* Problem to solve *
Render the data from the line containing "Place one dot per instance of the pink" through the final line, inclusive, as a Markdown table. Use the columns Row and Line, number each row, and omit any blank lines.

* Supplied records *

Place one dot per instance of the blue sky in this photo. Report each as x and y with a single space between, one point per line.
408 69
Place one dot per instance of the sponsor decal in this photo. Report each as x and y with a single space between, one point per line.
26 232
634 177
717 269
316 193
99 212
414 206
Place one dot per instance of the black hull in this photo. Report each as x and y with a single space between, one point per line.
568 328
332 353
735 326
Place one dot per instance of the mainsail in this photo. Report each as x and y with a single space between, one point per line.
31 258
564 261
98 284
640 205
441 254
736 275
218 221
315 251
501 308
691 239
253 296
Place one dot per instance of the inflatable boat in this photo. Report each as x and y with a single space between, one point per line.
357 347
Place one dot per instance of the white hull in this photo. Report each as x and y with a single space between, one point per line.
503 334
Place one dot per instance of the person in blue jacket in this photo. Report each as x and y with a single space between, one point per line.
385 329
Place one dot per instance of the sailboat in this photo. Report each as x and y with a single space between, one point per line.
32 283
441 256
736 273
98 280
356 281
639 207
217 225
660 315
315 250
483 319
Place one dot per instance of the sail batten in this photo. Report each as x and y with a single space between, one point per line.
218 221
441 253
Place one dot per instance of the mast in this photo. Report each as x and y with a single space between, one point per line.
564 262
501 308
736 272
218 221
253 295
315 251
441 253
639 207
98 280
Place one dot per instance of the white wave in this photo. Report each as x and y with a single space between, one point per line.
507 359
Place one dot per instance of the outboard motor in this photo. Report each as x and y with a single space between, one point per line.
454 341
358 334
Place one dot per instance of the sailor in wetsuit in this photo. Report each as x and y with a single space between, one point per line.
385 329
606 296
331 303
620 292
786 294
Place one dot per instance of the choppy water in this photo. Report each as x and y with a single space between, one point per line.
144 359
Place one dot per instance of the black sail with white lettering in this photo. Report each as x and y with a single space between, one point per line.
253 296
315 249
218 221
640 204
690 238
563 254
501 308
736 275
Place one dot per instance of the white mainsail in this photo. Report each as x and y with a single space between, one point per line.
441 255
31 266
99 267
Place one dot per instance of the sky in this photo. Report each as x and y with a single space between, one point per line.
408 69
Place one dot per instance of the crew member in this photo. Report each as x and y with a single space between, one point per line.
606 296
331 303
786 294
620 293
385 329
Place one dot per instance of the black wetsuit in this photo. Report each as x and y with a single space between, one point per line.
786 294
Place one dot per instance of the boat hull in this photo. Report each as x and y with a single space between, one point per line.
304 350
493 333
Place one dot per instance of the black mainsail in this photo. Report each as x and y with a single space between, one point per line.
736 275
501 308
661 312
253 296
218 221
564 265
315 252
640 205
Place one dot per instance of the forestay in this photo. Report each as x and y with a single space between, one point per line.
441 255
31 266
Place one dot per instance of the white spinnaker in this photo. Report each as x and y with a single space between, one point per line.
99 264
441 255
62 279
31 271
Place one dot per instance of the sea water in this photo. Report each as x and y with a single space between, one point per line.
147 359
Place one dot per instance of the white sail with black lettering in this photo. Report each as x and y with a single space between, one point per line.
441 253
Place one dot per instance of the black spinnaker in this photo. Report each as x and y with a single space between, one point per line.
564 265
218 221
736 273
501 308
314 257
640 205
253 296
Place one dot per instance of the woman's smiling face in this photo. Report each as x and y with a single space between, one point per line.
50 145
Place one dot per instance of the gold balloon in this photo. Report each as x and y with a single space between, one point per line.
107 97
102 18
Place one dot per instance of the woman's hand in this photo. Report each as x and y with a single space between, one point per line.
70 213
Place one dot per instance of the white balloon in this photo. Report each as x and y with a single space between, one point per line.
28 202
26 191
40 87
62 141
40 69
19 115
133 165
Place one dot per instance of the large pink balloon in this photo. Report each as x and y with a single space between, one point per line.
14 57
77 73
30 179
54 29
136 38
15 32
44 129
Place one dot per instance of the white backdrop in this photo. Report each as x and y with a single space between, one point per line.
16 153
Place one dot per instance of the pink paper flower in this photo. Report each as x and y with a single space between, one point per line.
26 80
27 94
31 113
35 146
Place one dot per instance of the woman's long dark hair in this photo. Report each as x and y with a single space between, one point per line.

* Exercise output *
| Row | Line |
|---|---|
| 1 | Place one dot per instance of the pink paper flower in this photo. Report each as x and y with a single space between, one point per line. |
| 2 | 26 80 |
| 3 | 27 94 |
| 4 | 31 113 |
| 5 | 35 146 |
| 6 | Place one dot per instance of the woman's long dark hair in this photo. Report each as x and y with a single space between, one point per line. |